- [WHAT IS BEING ASKED] Count the lines that contain the word "tower" and give only that number.

- [RECORDS SUPPLIED]
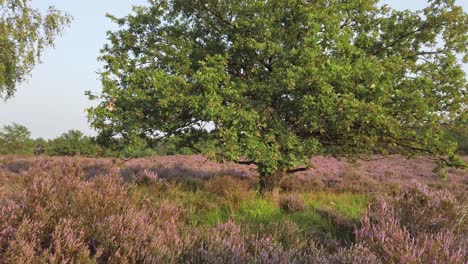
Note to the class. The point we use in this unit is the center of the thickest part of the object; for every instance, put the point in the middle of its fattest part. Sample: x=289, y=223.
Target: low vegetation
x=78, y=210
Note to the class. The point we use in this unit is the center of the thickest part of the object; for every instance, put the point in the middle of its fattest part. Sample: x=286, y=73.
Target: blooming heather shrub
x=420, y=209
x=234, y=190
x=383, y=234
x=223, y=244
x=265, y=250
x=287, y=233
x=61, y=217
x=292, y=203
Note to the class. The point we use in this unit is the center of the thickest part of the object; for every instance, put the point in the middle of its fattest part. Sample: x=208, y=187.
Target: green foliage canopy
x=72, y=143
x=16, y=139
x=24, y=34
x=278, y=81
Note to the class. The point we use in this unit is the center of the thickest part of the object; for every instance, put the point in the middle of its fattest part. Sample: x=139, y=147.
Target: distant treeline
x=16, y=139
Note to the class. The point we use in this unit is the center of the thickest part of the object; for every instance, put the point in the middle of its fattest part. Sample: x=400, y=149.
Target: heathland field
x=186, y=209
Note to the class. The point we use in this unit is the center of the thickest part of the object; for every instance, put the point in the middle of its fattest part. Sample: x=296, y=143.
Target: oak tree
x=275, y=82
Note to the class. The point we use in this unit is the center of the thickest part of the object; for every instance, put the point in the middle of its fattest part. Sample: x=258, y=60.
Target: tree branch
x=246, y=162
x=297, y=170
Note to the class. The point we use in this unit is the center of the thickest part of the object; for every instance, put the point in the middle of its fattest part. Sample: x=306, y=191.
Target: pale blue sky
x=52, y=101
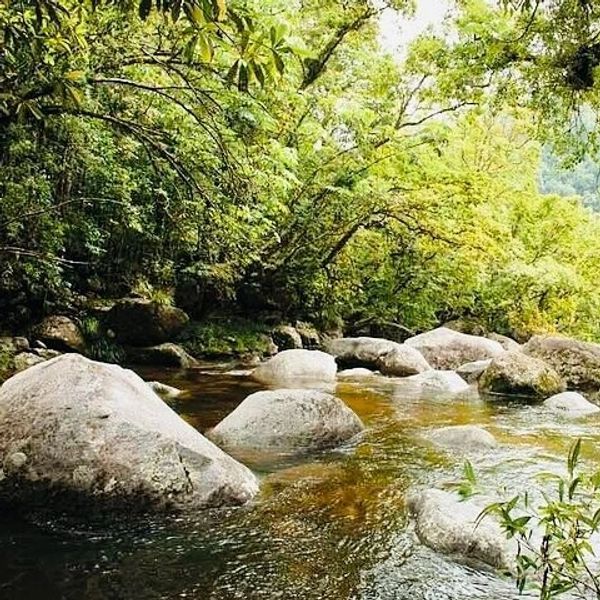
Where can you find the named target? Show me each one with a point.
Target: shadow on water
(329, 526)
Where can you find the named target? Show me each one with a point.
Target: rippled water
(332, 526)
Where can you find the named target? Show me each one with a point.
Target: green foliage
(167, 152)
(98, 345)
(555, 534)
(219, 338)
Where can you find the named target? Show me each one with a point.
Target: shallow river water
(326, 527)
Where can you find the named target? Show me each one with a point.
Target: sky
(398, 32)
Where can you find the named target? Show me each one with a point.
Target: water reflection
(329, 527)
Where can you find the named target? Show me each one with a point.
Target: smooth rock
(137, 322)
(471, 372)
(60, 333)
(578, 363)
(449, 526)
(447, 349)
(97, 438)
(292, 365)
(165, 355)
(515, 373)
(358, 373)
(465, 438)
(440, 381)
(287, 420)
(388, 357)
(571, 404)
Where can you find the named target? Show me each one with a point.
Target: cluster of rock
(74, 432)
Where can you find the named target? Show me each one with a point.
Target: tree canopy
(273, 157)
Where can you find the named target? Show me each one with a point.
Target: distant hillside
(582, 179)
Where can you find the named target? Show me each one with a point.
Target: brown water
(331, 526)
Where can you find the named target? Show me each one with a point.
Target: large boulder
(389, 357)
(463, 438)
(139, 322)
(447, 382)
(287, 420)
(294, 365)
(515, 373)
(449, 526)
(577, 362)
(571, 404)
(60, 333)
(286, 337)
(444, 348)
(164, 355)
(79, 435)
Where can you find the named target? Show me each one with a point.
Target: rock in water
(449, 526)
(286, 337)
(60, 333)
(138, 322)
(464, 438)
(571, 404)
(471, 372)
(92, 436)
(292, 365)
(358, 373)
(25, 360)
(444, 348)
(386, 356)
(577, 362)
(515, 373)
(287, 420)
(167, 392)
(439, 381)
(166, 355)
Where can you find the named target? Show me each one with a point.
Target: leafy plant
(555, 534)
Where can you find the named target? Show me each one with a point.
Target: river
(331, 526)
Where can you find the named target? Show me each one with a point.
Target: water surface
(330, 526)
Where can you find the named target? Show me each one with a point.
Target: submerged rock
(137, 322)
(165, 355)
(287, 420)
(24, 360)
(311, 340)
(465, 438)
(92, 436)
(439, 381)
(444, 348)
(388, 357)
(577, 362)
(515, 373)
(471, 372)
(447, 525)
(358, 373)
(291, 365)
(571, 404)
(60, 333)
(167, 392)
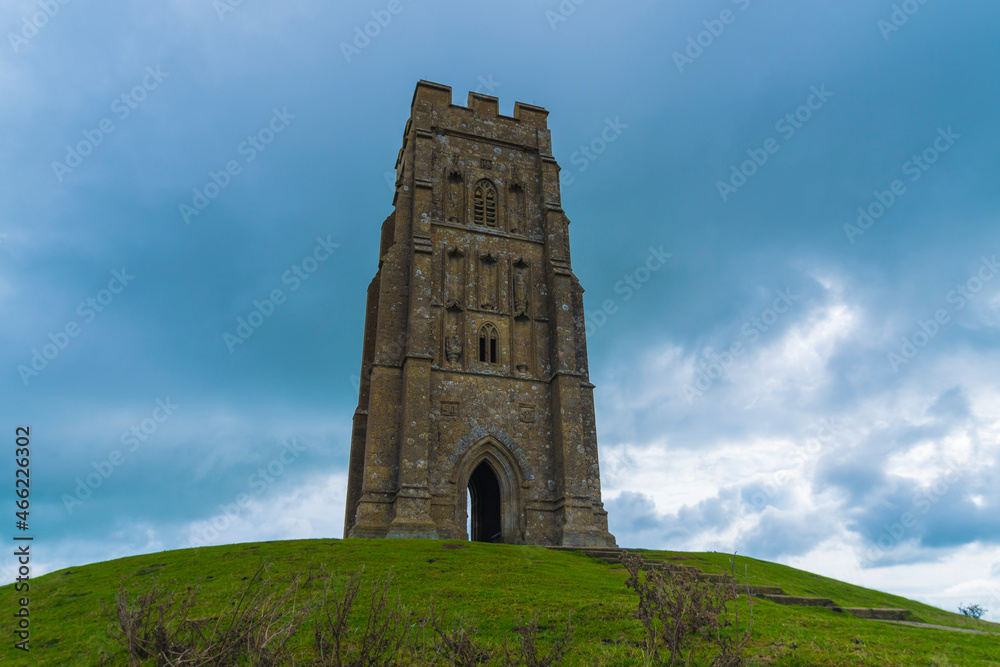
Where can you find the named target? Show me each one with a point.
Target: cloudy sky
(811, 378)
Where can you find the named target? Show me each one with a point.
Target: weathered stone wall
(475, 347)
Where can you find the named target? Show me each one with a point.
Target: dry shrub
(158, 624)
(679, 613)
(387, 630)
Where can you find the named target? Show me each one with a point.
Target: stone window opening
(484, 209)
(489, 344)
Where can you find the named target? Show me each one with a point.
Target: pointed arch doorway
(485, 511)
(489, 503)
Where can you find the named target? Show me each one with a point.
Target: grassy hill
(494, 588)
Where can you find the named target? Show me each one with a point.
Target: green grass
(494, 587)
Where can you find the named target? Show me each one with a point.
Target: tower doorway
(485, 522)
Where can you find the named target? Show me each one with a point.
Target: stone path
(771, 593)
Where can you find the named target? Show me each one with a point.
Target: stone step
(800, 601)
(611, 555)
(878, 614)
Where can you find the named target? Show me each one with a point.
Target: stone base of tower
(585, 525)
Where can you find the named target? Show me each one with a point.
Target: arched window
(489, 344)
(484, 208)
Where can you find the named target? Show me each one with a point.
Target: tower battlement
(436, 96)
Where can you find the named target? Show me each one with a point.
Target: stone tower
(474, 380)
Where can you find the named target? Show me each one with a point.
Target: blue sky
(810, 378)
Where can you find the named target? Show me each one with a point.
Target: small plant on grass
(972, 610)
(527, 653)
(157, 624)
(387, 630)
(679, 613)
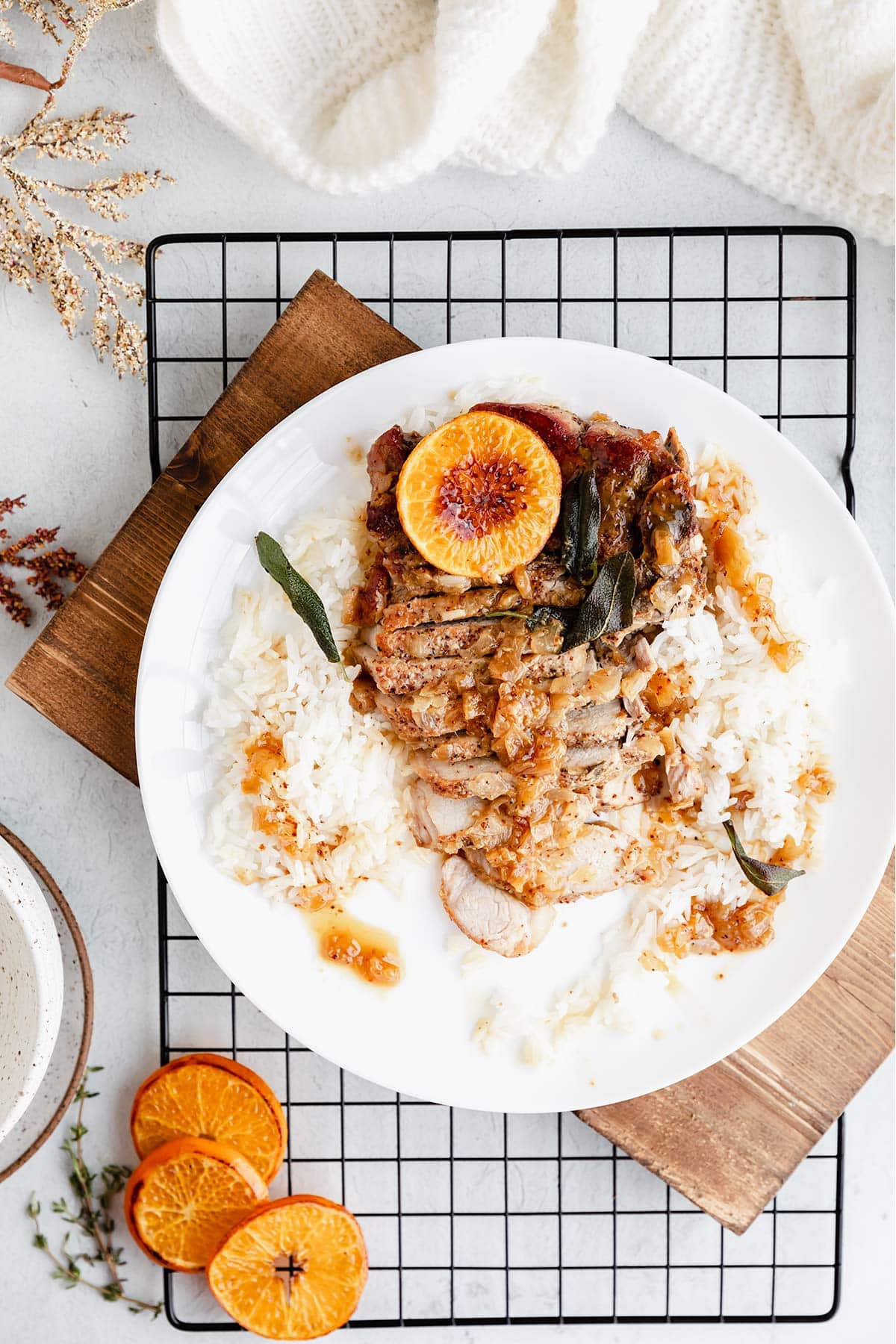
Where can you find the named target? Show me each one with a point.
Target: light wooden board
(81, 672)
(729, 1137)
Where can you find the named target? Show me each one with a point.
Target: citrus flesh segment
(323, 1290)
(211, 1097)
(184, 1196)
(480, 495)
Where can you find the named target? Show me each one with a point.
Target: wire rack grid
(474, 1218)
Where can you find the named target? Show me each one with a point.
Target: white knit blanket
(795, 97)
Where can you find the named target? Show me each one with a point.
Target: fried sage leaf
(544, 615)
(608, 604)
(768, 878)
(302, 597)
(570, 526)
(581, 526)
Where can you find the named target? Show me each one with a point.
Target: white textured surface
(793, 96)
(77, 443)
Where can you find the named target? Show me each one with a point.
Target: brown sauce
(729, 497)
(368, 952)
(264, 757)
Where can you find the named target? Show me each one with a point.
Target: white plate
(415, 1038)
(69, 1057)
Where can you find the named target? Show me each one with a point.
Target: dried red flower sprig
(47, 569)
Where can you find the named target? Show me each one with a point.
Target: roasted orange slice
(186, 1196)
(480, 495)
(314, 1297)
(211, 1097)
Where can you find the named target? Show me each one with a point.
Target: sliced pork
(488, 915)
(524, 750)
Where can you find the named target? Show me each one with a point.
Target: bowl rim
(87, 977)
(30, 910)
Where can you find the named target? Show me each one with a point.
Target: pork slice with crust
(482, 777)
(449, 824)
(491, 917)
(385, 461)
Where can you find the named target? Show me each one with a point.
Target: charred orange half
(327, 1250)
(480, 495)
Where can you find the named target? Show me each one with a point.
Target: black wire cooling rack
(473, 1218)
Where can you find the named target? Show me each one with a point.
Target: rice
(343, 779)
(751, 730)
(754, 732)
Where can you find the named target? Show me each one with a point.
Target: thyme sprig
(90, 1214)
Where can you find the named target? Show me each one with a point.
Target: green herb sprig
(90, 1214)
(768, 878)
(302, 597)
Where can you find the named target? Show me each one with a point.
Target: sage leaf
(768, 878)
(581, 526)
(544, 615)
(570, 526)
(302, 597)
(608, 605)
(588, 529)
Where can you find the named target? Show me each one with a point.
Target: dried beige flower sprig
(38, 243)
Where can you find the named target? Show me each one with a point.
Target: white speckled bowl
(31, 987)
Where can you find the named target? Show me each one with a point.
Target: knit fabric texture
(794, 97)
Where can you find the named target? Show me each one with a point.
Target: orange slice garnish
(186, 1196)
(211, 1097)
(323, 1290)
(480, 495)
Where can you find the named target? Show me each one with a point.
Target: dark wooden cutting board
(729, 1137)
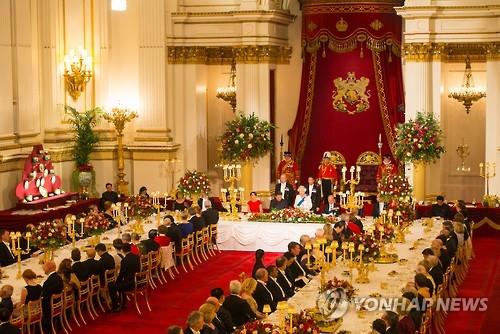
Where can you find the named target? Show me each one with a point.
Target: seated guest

- [ANSWER TO THIS TASK] 4